**Tarea asignada:**
¿Concuerda cada una de estas afirmaciones con el fragmento sobre Steiner? Responde sí o no a cada una y cita textualmente las palabras del fragmento que lo deciden.
1. Recibió el Príncipe de Asturias en Oviedo en 2001.
2. Consideraba que la poesía era lo más sublime que había alcanzado el hombre.
3. Fue el miembro más joven de la Universidad de Princeton.

Era tan preciso, y esa inteligencia era tan implacable, que, en su cabeza amueblada para el escándalo y la alegría no había ni un minuto de reposo para la improvisación. Hasta el punto que, cuando había pasado la hora en punto que nos dio para conversar, dijo: «Hemos acabado. Ahora vamos a tomar jerez, galletas, café y hummus». Y ahí, en ese rato en su cocina fue cuando él quiso saber de España, de nosotros, de otros escritores, con la memoria que aún tenía de cuando, en Oviedo, recibió en 2001 el Príncipe de Asturias. Era 2008. En España, y en el Reino Unido, estaba la sombra del paro, que a él le parecía la amenaza «más grande del futuro». Pero nos preguntó también, por ejemplo, por Javier Marías, «quien me honró haciéndome parte de su Reino de Redonda», a quien consideraba uno de los grandes escritores de Europa.
Su discusión con las artes, la poesía, la narrativa, la pintura, se reducía, en su inteligencia, a lo que según él era lo más sublime que había alcanzado el hombre, «la melodía». Según él, que parecía siempre estar dirigiendo una pequeña orquesta, subiendo y bajando sus manos como si en ellas estuviera la residencia de sus palabras, no había nada más perfecto que la melodía porque en ella estaba el misterio.
Era un hombre proclive al silencio y de ello hizo un monumento paródico: escribió un libro de ensayos, Los libros que nunca he escrito, y una prolongación de su autobiografíia, Errata, y en todo lo que escribió siempre estaba como su voluntad de tacharlo. Proclive al silencio, también lo fue al escándalo. Le preguntamos sobre lo que él sentía en torno a la tristeza y al pesimismo que fueron conceptos manejados por la generación que, como la suya, había vivido bajo la amenaza de la desaparición. Nos dijo: «¿Sabes por qué soy tan poco popular entre mis colegas académicos? Siendo joven ya dije que había una diferencia abismal entre el creador y el profesor, o editor, o crítico. Y a los colegas no les gusta escucharlo». Lo que no les gustó escuchar a sus colegas fue el capítulo Envidia: él fue el miembro más joven de la Universidad de Princeton, donde convivía con Einstein y Robert Oppenheimer. «Y yo quería ser El Cartero entre ellos, quiero que me llamen El Cartero, como ese personaje maravilloso en la película sobre Neruda. Es un trabajo muy hermoso ser profesor, ser el que entrega las cartas, aunque no las escriba». «Mis colegas», decía Steiner, «detestan escuchar eso. ¡La vanidad de los académicos es enorme! Derrida dijo que toda la literatura, hasta la más grande, es un mero pretexto. ¡Al infierno con Derrida! Shakespeare no es un pretexto. Beckett no es un pretexto. No lo es Neruda, no lo es Lorca».

**Datos proporcionados:**
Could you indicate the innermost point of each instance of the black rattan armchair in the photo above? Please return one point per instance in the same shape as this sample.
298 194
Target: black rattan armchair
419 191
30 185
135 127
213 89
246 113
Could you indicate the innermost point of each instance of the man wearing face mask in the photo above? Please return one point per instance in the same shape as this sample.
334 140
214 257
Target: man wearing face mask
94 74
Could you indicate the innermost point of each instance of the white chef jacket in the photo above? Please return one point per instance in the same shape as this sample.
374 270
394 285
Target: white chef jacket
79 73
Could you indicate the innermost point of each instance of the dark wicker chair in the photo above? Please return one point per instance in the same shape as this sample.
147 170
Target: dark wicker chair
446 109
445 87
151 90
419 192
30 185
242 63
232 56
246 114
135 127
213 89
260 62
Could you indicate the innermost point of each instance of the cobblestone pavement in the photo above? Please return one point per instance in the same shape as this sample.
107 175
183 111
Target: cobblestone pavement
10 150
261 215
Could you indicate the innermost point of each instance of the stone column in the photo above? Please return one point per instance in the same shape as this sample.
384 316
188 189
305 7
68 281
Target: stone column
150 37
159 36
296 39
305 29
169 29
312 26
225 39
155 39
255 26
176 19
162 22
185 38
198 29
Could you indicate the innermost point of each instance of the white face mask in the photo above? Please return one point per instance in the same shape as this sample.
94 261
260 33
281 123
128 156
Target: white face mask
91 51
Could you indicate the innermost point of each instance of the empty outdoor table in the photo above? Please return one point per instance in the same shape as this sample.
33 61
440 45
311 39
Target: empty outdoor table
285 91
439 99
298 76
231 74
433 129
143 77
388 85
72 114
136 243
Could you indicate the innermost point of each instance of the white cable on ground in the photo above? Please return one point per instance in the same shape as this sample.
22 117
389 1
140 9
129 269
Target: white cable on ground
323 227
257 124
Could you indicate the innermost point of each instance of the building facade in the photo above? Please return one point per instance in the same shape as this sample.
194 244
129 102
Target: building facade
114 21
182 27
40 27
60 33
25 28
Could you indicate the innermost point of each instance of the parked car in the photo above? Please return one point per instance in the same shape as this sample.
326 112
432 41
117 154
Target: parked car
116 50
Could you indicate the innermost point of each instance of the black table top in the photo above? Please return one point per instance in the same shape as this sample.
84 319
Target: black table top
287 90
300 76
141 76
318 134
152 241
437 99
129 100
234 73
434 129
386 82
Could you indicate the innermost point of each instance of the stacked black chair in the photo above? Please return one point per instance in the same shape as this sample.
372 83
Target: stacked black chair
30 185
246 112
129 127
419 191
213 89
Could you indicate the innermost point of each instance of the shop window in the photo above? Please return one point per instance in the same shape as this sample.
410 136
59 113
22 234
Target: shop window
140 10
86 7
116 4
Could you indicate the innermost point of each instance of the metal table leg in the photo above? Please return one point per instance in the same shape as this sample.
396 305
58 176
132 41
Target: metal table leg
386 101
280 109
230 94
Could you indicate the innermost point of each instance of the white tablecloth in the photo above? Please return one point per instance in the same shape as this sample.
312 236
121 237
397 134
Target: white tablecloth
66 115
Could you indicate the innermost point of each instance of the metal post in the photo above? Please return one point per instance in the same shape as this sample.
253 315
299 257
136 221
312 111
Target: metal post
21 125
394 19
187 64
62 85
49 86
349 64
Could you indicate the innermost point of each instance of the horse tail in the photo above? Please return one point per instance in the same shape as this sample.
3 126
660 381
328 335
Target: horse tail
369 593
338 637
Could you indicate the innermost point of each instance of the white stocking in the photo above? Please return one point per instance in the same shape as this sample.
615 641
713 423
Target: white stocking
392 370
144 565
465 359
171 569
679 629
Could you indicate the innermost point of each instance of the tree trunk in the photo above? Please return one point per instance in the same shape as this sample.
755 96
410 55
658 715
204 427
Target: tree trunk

**Solución:**
1. Sí: «en Oviedo, recibió en 2001 el Príncipe de Asturias».
2. No: «lo que según él era lo más sublime que había alcanzado el hombre, «la melodía»».
3. Sí: «él fue el miembro más joven de la Universidad de Princeton».